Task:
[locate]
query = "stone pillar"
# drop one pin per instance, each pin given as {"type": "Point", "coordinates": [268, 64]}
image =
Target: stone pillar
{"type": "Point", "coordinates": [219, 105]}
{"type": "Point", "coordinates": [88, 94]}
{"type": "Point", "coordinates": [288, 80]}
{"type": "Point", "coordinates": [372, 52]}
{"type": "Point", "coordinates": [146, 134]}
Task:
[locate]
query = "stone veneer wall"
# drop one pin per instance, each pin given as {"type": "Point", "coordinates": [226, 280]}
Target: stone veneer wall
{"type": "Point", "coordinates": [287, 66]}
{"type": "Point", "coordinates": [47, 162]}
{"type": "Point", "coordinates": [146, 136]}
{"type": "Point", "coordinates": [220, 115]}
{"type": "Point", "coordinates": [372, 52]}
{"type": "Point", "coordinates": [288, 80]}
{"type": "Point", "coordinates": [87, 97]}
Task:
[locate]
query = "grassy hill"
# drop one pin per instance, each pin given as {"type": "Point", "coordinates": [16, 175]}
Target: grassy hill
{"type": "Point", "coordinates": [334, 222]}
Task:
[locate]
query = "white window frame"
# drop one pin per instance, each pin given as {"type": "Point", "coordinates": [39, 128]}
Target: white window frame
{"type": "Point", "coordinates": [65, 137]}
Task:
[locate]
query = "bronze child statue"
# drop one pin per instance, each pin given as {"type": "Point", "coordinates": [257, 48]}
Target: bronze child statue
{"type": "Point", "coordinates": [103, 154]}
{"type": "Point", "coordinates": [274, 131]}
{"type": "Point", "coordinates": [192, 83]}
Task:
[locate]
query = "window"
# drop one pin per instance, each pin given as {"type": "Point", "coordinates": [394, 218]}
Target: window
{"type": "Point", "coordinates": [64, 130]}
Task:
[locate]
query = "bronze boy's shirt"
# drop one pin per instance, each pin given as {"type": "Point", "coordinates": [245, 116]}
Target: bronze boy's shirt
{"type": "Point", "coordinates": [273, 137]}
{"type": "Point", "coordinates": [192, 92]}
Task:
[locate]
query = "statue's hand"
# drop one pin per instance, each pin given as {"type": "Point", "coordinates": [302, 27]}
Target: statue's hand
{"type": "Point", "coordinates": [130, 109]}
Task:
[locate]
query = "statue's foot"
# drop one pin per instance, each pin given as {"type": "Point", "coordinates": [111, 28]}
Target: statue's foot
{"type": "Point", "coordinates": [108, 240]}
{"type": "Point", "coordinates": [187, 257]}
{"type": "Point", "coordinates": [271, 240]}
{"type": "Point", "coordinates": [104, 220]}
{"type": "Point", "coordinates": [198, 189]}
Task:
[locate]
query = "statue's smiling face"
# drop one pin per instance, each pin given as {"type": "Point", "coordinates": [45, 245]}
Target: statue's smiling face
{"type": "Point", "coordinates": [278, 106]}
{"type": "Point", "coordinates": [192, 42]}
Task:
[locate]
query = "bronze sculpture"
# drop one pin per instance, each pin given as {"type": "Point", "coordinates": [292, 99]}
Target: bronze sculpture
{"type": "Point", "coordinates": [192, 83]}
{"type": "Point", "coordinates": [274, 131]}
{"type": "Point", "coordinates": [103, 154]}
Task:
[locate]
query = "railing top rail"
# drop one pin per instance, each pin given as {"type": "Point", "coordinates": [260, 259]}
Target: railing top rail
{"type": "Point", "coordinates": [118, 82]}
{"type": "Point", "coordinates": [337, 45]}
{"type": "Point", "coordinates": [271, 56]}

━━━━━━━━━━━━━━━━━━━━

* **What needs to be done**
List every line in the rows above that contains the word "pillar", matching case exactly.

* **Problem solution**
query = "stone pillar"
Target: stone pillar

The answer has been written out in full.